[Excerpts from point annotation data]

+ + + + +

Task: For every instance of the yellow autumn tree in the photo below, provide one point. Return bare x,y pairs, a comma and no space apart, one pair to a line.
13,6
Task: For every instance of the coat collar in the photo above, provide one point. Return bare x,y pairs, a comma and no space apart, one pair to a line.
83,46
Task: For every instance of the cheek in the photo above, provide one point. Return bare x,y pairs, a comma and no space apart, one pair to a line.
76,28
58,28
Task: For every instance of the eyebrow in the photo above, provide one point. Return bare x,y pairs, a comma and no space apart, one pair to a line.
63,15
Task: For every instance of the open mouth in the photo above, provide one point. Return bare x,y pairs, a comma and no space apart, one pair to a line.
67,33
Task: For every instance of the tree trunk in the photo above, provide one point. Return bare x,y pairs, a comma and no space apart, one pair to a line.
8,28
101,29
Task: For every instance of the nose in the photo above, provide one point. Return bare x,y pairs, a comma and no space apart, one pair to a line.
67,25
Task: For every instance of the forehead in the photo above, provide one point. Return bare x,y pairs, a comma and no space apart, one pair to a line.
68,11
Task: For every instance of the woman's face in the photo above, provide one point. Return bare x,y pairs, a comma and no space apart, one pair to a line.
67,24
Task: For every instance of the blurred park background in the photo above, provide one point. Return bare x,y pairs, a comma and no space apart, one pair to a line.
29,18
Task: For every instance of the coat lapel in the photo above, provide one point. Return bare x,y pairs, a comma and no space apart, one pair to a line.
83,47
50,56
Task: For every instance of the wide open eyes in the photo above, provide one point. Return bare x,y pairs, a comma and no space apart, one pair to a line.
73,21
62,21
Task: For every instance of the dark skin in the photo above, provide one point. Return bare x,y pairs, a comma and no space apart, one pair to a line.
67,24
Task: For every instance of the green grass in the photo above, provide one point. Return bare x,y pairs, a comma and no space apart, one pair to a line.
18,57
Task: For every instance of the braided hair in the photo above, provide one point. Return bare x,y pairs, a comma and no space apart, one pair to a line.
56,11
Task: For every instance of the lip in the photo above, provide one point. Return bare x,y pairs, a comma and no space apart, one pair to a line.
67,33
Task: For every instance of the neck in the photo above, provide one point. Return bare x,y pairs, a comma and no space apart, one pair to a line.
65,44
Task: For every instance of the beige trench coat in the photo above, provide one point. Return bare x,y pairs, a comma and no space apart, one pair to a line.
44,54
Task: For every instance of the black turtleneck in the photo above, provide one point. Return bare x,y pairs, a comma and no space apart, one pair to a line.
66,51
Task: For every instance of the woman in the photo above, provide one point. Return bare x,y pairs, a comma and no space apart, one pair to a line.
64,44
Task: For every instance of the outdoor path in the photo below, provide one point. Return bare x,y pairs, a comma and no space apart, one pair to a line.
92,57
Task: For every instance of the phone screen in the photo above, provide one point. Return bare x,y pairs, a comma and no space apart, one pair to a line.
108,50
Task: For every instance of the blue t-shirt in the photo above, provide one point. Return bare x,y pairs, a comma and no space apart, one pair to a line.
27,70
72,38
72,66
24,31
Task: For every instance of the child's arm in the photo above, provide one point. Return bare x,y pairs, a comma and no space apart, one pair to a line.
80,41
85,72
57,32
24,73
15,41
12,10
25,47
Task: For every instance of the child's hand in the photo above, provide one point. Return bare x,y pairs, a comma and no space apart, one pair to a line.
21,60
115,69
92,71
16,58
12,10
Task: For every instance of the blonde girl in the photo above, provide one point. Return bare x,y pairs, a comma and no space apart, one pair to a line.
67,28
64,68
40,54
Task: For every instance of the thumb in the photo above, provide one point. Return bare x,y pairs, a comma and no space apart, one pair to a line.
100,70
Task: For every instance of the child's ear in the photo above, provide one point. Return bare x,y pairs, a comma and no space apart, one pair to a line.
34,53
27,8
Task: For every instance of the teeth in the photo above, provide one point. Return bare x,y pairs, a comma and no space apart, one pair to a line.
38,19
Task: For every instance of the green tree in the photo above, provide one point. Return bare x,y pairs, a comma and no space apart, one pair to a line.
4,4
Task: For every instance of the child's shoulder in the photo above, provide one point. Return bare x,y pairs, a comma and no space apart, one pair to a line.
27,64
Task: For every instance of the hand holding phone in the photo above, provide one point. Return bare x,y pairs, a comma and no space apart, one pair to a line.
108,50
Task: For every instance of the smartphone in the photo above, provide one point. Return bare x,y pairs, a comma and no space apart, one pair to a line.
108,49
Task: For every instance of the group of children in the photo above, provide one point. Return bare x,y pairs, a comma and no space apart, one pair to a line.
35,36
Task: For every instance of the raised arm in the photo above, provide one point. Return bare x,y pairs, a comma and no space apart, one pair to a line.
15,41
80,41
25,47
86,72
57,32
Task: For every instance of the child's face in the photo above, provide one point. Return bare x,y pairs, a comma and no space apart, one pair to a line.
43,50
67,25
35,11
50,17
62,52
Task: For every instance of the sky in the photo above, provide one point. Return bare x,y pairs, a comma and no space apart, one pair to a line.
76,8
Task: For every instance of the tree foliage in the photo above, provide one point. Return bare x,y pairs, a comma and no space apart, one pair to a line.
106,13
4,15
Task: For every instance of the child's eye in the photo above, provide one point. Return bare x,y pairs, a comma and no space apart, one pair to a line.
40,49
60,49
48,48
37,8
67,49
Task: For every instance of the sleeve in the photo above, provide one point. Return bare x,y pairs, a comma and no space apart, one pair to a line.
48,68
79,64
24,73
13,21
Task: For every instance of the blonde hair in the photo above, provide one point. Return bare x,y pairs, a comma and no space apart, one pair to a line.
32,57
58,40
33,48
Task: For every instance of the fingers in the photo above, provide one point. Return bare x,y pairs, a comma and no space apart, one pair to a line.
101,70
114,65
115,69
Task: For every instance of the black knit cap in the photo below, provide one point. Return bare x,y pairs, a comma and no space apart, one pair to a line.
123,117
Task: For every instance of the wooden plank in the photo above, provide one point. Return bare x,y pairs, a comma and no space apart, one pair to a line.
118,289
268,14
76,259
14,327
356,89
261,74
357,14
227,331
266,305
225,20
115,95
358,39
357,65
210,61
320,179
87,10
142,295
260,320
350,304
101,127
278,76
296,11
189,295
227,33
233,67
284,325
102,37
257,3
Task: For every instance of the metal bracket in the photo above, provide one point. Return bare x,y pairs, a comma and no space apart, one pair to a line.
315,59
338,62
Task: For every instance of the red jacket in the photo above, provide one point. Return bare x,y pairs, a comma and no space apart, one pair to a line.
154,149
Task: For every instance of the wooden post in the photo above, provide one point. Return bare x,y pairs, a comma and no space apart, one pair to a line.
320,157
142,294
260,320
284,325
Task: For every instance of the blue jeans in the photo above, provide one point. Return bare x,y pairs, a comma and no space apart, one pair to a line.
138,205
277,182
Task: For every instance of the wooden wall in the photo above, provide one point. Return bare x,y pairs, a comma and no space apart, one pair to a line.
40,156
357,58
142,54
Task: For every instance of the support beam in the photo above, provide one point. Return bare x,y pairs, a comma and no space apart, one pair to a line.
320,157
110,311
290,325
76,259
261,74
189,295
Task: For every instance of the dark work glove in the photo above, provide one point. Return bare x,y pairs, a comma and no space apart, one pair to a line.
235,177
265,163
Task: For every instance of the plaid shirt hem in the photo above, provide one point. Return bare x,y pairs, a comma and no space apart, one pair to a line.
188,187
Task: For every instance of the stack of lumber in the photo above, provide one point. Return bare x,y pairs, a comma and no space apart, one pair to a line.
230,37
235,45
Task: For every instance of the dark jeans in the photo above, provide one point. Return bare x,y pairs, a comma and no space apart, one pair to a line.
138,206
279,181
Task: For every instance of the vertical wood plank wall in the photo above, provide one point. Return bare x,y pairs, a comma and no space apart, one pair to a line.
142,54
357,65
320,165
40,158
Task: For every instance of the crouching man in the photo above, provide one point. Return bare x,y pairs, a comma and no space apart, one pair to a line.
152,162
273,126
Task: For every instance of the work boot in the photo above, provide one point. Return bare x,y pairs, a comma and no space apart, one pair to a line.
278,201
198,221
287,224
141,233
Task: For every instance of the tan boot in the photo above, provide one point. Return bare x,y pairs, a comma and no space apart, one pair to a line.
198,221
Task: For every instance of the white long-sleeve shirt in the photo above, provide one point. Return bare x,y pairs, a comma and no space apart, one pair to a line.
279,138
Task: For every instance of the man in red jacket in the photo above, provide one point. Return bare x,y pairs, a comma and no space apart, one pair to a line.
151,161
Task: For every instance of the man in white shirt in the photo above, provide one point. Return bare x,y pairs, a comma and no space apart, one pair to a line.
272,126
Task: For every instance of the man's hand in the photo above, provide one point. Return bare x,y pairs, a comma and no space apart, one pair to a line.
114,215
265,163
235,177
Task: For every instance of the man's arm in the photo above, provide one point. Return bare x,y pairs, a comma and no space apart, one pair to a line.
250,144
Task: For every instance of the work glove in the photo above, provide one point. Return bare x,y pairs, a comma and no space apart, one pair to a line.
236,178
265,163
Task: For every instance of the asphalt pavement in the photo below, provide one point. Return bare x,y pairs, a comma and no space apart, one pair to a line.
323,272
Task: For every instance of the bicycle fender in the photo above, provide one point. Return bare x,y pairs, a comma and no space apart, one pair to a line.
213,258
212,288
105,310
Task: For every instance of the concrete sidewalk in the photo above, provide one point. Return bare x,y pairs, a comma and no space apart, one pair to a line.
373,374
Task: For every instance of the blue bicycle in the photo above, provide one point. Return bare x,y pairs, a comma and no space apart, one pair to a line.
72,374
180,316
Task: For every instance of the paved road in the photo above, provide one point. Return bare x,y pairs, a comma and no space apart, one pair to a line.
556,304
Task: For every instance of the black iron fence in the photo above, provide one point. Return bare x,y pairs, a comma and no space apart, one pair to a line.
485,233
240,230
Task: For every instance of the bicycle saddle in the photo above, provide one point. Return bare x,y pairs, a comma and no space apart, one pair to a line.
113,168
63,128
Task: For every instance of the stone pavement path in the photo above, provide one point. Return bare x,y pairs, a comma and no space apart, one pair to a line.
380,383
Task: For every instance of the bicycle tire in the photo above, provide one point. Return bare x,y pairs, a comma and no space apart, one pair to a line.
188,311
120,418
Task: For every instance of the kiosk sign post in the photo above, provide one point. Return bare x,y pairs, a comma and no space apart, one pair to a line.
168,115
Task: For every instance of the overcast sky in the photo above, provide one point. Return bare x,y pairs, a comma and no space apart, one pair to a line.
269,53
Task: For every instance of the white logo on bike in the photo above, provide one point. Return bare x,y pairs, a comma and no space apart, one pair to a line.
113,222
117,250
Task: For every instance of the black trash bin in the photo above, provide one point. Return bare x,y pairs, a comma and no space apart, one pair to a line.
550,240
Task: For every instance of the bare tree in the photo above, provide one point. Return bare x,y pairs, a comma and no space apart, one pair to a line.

+ + + + +

• Problem to work on:
Only the lines from the one that contains "Task: For every instance of the asphalt" to the end of the entries above should be given again, exactly and in full.

• The solution:
Task: For every instance of the asphalt pavement in the photo below, provide one point. Return bare x,y pairs, a comma and no space apart, one pair to a line.
323,272
Task: For every instance of the bicycle fender in the photo above, provide one point. Return bare x,y pairs, a comma and no space apart, one pair to a line.
213,258
212,288
105,310
Task: For every instance of the concrete sidewalk in the photo above, provide one point. Return bare x,y pairs, a comma and no space apart, one pair to a line.
373,374
Task: For every instance of the blue bicycle in the photo above, provide one point. Return bare x,y pairs, a comma and no space apart, one pair to a line.
72,374
180,316
Task: For every instance of the paved road in the photo above, provide one point. Return bare x,y pairs, a comma and no space apart, one pair to a line.
556,304
Task: For every instance of the black iron fence in the photo above, provide one point. Return bare x,y pairs, a comma and no space apart, one pair to a line.
485,233
240,230
Task: For every instance of the bicycle saddle in the photo above, provide one point. Return bare x,y pairs, a comma and no space apart, one pair to a line.
113,168
63,128
Task: For every instance of the stone pavement path in the photo above, provide one point. Return bare x,y pairs, a comma and no space apart, one pair to a line.
380,383
Task: For every instance of the bicycle tire in the photo above, provide one point. Return bare x,y pairs, a comma and no space apart, one pair to a line.
188,311
120,418
Task: For every instance of the kiosk sign post in the photo above, provide one point. Return bare x,y pairs, a comma and no space apart, one pair to a line.
168,115
Task: For every instance of the overcast sky in the photo above, provide one point. Return bare x,y pairs, a comma and no space apart, one pair to a line.
269,53
Task: For every instance of the white logo on bike in the photo above, provide one point. Return bare x,y pairs, a comma and no space apart, one pair to a line.
113,222
117,250
Task: For every instance of the black trash bin in the photo above, provide one point. Return bare x,y pairs, a comma and no space apart, one pair to a line.
550,240
Task: For every instance of the bare tree in the photo above, provide one point. Return bare x,y pairs, a comma and no space apart, one pair to a line.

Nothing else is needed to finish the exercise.